++++ Task input ++++

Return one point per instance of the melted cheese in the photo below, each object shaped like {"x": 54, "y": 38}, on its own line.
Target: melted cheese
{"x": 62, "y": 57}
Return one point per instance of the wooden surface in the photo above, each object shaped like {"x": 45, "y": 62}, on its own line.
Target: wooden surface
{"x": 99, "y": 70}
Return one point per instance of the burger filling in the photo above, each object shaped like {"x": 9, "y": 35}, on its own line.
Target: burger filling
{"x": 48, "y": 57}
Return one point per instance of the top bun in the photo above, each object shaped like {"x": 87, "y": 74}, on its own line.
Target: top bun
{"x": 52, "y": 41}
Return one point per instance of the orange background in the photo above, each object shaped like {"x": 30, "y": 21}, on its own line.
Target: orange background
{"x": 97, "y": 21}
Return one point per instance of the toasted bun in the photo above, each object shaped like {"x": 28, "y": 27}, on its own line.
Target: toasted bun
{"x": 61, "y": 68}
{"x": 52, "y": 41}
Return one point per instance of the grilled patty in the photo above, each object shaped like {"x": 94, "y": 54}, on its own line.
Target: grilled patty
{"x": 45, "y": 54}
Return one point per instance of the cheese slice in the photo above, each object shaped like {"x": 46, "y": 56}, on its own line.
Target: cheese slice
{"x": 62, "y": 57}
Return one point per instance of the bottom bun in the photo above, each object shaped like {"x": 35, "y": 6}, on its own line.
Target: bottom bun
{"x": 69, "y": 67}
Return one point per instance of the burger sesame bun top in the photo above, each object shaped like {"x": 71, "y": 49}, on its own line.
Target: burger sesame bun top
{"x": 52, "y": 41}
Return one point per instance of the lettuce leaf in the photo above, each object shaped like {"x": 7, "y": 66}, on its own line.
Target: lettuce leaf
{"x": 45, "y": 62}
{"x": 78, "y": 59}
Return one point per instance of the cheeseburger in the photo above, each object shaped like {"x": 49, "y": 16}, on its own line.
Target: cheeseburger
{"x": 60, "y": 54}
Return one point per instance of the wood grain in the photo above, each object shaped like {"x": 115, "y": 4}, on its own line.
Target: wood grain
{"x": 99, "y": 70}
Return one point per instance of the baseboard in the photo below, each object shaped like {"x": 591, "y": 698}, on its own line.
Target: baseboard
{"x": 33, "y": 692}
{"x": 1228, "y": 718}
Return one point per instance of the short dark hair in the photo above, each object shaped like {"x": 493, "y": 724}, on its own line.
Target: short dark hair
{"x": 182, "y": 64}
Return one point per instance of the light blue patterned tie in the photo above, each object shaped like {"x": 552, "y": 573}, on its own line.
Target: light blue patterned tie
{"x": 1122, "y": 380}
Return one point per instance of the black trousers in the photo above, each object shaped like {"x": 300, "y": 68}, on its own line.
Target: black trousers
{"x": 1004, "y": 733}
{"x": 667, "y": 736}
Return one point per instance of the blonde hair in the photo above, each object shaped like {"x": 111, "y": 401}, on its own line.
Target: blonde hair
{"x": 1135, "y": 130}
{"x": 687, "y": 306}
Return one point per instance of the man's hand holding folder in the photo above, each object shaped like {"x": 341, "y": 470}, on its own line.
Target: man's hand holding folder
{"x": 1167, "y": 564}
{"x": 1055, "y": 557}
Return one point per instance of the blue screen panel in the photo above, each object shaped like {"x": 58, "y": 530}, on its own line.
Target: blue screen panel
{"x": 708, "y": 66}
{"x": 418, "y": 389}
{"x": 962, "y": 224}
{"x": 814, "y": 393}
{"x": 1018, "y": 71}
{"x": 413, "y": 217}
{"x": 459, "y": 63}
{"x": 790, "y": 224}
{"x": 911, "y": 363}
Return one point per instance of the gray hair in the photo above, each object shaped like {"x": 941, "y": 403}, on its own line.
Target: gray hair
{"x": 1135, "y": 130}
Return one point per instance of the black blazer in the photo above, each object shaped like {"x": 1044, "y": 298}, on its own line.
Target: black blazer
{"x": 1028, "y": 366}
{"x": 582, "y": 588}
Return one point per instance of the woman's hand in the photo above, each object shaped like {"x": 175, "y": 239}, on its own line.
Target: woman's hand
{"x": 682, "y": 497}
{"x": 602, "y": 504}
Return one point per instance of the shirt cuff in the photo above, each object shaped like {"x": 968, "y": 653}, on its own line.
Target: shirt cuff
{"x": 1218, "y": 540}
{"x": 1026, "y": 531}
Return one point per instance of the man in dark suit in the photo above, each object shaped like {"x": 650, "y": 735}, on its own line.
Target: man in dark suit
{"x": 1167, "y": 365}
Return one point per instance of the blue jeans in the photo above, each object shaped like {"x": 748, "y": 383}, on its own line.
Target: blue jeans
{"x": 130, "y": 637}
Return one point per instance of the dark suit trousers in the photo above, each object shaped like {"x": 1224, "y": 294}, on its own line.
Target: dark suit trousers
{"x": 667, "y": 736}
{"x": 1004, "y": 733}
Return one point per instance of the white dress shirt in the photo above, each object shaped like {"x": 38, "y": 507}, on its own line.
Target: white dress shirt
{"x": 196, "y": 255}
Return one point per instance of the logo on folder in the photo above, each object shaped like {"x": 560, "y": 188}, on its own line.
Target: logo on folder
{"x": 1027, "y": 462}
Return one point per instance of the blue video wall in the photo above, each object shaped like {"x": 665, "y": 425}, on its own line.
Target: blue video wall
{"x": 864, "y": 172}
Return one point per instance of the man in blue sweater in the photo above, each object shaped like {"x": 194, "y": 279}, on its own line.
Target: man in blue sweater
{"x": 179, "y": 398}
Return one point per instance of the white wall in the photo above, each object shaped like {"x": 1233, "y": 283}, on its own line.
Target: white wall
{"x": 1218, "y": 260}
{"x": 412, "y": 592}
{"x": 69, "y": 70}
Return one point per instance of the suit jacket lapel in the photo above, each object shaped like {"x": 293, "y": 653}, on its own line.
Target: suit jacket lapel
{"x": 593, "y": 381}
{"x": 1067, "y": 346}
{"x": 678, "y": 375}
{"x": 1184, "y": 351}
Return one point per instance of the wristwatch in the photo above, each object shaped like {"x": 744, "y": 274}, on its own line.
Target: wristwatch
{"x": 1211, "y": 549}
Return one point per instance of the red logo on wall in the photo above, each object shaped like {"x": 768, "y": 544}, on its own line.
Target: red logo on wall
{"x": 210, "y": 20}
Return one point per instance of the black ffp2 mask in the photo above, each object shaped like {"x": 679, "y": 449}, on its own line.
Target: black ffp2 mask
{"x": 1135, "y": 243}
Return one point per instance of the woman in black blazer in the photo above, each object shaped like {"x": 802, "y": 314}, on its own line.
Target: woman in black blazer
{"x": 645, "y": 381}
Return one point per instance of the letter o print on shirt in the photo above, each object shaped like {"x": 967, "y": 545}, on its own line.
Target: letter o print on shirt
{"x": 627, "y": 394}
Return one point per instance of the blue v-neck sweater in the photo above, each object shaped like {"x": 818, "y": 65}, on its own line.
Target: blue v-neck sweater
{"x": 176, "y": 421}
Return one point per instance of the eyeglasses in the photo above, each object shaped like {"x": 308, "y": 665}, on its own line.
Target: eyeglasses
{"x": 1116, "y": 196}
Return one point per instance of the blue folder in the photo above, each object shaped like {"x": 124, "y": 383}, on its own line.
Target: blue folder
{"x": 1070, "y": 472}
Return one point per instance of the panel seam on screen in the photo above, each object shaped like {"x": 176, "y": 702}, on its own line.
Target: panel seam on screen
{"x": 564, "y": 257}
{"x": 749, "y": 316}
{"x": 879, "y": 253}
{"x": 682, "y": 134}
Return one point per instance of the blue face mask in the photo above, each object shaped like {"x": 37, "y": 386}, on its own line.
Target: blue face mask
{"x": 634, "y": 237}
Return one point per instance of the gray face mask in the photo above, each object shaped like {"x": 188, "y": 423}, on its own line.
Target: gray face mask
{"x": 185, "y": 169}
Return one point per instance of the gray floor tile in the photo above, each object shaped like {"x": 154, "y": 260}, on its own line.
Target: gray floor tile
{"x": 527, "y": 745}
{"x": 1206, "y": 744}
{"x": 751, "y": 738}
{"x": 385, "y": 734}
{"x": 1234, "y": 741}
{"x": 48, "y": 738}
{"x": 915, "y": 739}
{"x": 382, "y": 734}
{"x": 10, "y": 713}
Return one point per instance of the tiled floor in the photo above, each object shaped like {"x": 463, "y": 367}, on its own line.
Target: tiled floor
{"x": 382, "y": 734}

++++
++++ Task input ++++

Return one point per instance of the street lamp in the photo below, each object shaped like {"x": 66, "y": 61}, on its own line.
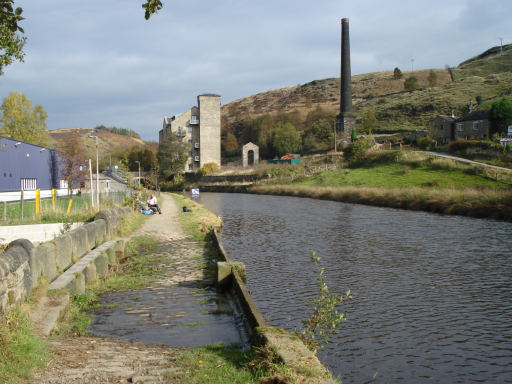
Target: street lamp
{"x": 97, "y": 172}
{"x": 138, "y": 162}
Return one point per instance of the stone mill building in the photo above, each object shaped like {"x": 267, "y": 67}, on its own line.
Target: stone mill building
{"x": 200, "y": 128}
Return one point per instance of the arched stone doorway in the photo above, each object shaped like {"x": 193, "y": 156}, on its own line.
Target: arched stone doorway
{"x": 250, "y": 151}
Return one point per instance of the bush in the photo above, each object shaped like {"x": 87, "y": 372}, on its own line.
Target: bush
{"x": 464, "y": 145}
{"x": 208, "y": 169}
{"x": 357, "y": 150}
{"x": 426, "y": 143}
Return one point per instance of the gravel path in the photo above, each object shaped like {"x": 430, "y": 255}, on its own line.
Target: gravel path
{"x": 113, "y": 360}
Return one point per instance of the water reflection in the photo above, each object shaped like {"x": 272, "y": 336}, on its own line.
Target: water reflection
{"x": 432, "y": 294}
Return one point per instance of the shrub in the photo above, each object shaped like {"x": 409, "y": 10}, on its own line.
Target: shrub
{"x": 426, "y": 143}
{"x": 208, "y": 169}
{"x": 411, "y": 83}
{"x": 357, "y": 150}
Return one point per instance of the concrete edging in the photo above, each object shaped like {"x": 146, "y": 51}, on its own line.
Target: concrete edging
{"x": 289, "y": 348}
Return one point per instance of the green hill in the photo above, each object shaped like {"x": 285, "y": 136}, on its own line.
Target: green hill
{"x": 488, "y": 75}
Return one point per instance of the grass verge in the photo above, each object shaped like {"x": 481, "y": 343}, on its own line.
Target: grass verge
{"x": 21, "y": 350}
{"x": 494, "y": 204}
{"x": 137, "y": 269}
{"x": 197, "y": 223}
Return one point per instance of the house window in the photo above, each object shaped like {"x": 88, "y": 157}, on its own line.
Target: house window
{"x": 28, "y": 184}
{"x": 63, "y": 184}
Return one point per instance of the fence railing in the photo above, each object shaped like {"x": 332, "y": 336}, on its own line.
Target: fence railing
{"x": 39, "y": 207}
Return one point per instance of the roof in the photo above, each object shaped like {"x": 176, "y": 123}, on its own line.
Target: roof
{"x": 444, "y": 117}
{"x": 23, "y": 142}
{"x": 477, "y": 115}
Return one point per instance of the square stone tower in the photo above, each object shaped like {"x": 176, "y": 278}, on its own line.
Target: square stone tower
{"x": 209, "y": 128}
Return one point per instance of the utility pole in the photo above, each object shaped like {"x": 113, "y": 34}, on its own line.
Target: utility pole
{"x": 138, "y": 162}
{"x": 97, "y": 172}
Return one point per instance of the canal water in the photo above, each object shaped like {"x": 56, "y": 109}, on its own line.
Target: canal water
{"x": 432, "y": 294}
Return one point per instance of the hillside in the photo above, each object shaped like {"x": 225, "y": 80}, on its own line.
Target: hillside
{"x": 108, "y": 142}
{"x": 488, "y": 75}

++++
++++ Task input ++++

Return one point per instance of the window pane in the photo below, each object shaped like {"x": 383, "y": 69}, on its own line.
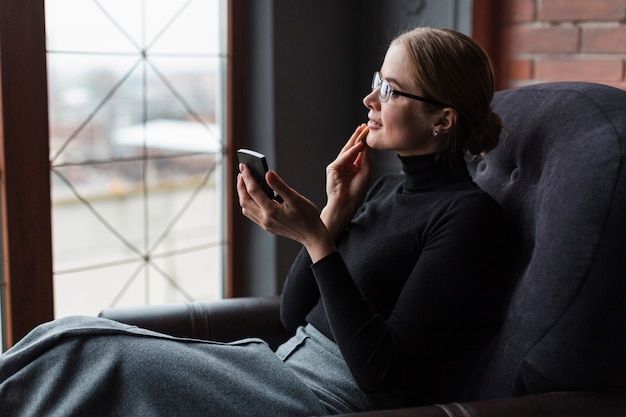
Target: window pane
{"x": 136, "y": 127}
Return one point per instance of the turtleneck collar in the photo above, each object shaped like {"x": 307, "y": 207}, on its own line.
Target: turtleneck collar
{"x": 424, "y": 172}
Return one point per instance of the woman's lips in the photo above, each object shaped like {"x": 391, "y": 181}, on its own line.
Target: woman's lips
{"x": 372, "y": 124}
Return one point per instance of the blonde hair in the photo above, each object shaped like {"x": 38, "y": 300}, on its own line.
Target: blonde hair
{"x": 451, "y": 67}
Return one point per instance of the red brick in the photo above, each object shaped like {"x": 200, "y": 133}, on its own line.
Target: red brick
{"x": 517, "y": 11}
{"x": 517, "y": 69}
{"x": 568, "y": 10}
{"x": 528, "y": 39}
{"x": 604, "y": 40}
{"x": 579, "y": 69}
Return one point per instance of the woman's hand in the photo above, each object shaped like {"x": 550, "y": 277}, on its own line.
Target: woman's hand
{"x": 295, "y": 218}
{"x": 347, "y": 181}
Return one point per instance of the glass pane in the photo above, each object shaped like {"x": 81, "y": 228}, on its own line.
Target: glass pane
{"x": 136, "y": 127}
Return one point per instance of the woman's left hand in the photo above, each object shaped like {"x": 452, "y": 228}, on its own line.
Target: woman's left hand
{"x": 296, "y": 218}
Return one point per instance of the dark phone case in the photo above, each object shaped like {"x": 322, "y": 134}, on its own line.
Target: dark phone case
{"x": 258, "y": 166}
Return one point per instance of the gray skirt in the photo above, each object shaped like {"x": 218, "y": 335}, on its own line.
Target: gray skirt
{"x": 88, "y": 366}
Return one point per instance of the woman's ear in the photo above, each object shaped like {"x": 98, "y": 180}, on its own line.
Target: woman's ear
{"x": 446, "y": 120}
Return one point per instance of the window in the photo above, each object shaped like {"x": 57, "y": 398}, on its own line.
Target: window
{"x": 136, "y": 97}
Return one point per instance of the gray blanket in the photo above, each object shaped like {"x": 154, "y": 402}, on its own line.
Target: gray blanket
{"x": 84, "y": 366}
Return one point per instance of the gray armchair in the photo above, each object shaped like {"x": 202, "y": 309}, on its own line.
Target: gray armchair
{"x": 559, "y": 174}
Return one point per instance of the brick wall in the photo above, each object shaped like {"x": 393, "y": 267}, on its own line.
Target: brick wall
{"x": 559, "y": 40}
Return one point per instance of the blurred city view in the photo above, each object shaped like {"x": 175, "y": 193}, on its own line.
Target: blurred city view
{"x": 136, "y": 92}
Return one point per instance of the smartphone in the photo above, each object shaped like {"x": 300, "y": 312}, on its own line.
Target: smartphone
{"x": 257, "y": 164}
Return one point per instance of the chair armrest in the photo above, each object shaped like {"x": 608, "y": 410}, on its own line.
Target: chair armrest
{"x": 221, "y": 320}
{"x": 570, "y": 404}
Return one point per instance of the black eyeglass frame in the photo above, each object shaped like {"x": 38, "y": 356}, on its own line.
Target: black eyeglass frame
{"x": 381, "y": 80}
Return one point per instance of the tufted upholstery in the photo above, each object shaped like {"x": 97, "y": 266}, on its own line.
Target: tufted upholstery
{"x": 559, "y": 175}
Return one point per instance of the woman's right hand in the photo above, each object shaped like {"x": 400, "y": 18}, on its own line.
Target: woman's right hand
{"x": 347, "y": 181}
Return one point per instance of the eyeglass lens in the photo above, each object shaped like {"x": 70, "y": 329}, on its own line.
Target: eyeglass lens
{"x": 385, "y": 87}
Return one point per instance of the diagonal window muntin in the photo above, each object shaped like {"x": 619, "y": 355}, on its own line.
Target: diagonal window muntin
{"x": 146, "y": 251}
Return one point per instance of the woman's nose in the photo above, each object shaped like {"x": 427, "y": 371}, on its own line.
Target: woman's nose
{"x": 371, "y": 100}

++++

▸ **Written request**
Count the lines in the rows above that contain the word "shrub", treating uppercase and lowercase as different. Give only the number.

▸ **Response**
2